» Task to carry out: Only an exact repetition of the entries counts as an answer.

Dataset excerpts:
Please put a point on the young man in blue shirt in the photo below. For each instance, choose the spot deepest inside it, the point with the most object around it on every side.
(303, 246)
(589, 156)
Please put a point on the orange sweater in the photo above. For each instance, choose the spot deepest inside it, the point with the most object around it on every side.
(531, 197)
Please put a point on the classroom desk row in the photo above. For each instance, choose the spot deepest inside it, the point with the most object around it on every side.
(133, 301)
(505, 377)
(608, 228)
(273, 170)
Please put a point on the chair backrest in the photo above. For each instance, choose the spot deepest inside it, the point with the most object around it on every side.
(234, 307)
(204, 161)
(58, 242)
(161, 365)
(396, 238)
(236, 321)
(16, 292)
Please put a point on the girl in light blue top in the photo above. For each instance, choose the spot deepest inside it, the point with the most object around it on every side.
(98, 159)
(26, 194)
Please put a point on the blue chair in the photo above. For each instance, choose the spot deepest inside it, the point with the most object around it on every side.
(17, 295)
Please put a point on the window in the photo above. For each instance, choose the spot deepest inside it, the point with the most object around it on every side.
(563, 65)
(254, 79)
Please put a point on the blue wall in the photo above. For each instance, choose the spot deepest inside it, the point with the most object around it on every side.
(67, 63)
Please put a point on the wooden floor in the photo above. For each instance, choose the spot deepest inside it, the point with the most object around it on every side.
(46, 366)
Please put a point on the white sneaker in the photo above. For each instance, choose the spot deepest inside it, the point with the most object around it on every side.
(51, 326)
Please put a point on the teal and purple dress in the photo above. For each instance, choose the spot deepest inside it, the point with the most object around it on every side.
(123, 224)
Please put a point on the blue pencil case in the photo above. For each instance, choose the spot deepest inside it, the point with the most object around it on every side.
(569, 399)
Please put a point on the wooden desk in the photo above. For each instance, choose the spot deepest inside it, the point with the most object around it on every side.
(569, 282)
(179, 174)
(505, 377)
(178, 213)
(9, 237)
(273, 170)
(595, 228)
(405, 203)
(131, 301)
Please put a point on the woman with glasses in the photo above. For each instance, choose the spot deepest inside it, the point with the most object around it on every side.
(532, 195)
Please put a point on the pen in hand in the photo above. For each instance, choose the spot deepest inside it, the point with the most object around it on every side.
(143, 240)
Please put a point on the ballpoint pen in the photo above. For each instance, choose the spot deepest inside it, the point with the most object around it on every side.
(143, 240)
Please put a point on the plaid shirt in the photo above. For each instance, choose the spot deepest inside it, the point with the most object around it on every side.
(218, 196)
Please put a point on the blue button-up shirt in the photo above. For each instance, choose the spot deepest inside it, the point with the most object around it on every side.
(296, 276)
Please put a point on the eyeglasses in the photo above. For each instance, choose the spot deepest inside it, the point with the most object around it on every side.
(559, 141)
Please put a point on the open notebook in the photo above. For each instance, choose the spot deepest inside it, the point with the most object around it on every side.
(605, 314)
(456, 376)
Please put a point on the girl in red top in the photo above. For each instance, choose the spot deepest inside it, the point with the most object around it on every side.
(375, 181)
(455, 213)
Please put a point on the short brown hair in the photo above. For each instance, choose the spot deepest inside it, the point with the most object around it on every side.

» Exercise output:
Please put a point on the young man in blue shirt in the photo below. For each instance, choose the spot deepest inside it, the point with the most object around it on every side.
(303, 246)
(589, 156)
Please put a point on the orange sweater in the photo above. For each instance, choose the spot deepest inside it, the point with the most object around it on every side.
(531, 197)
Please put a point on the classroom desk row in the photo above. For each instance, choose the spot deepest inside it, the point with the most object around it on every side.
(133, 301)
(505, 377)
(608, 228)
(273, 170)
Please put a point on the chair backrest in the photo above. For each instance, choose the spot deepest inside it, the point with the most object around it on every side.
(234, 307)
(204, 161)
(58, 242)
(161, 365)
(396, 238)
(236, 321)
(16, 292)
Please put a point on the girl in light blue top in the photo above. For each instance, choose the spot deepest inside it, the point with the most object around it on every side.
(98, 159)
(26, 194)
Please put a point on the blue chair in the photo above. For each instance, choose the spot deepest inside it, the point with the most object around it on every side.
(17, 295)
Please put a point on the window in the photo above. For each instance, choose the spot deepest inside it, the point with the most object around it on every side.
(563, 65)
(254, 79)
Please put a point on the blue wall in the photo above. For each instance, choose the spot deepest inside it, the point with the most object around it on every side.
(67, 63)
Please put a point on the wooden floor in the photo above. For each instance, choose the spot deepest inside it, the point with the most object around it on every side.
(46, 366)
Please put a point on the white sneaker in the photo above. For each instance, choose the spot deepest inside it, the point with the most object around it on every side.
(51, 326)
Please put a point on the teal and purple dress in the photo above. For each instance, choose the spot deepest inside it, the point with the most object around it on every side.
(123, 224)
Please put a point on the blue pencil case in the photo above. For each instance, choose the spot deepest inside it, the point with the most object around it on every side.
(569, 399)
Please put a point on the wooden desk in the photo above. For each instance, choose the spot deepest inside it, the point with the most object around it on every side.
(569, 282)
(179, 174)
(505, 377)
(178, 213)
(9, 237)
(273, 170)
(595, 228)
(405, 203)
(131, 301)
Please put a point on the woman with glasses in the photo above. For each instance, choose the spot deepest inside it, the point with the most object around it on every side.
(532, 195)
Please put a point on the pen in hand in the photo above. For each instance, choose the spot deepest inside it, the point with the most object around it on every side.
(143, 240)
Please put a point on the ballpoint pen in the photo above. For each instance, choose the spot deepest inside it, the point with the most object around it on every side.
(143, 240)
Please put a point on the plaid shirt in the photo above. For each instance, choose the spot deepest inside it, the point with the most object around it on every side.
(218, 196)
Please put a point on the blue button-up shirt in the photo above. For each instance, choose the spot deepest inside it, the point with the most object around it on every side.
(296, 276)
Please put a point on the eyeglasses in the photo above. For each instance, choose the spot deepest inside it, the point with the most object around it on every side.
(559, 141)
Please put a point on the open notebook in the photo above. For each instance, choose the spot deepest inside it, the point with the most object around it on every side.
(605, 314)
(456, 376)
Please put a point on the girl in red top in the photo above. For each instance, choose the spot deepest inside it, the point with the most object around it on every side.
(375, 181)
(455, 213)
Please put a point on the short brown hair in the photo above. For each instance, choose the spot deepest inside it, the point with the most object around it on every side.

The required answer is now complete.